=== DATA UNDER STUDY ===
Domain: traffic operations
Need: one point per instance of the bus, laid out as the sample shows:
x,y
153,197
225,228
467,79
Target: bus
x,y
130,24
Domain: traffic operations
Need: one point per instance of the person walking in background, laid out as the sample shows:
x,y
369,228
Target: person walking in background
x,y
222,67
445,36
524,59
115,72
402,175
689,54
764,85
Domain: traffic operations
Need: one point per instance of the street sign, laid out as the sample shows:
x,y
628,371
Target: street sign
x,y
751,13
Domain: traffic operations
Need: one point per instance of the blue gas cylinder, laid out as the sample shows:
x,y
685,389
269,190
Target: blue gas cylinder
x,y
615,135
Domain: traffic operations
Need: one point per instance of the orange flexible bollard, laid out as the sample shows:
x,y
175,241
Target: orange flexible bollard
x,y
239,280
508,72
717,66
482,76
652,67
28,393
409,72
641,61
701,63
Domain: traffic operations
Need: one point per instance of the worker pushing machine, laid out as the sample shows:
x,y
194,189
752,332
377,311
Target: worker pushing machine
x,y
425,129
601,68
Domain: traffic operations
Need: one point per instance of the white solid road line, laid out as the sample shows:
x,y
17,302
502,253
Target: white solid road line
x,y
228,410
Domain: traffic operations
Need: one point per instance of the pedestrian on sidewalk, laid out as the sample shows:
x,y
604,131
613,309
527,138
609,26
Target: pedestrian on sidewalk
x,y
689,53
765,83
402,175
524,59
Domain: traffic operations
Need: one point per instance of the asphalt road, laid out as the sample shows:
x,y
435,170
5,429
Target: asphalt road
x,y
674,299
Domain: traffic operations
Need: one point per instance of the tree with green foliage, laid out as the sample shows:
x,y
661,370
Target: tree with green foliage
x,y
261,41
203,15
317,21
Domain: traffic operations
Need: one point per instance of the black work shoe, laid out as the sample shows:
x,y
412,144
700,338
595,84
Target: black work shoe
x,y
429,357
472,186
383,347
===
=== DATA UNDER STUDY ===
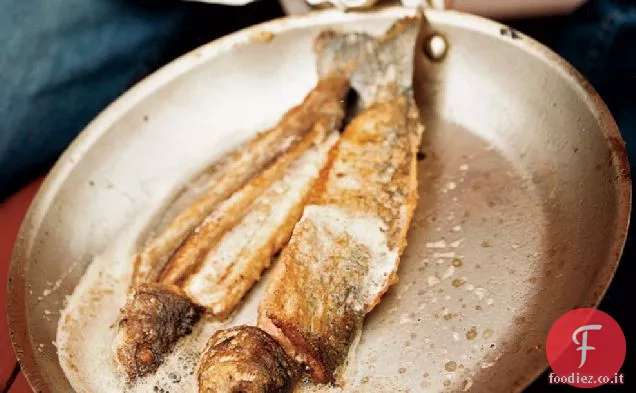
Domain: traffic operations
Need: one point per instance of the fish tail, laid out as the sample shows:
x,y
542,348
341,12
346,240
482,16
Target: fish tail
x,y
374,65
===
» **WHAT YOU HAVE TO DO**: For the records above, state how many lines contain "laid". Add nothing to the number.

» **WRITTEN ANSWER**: 12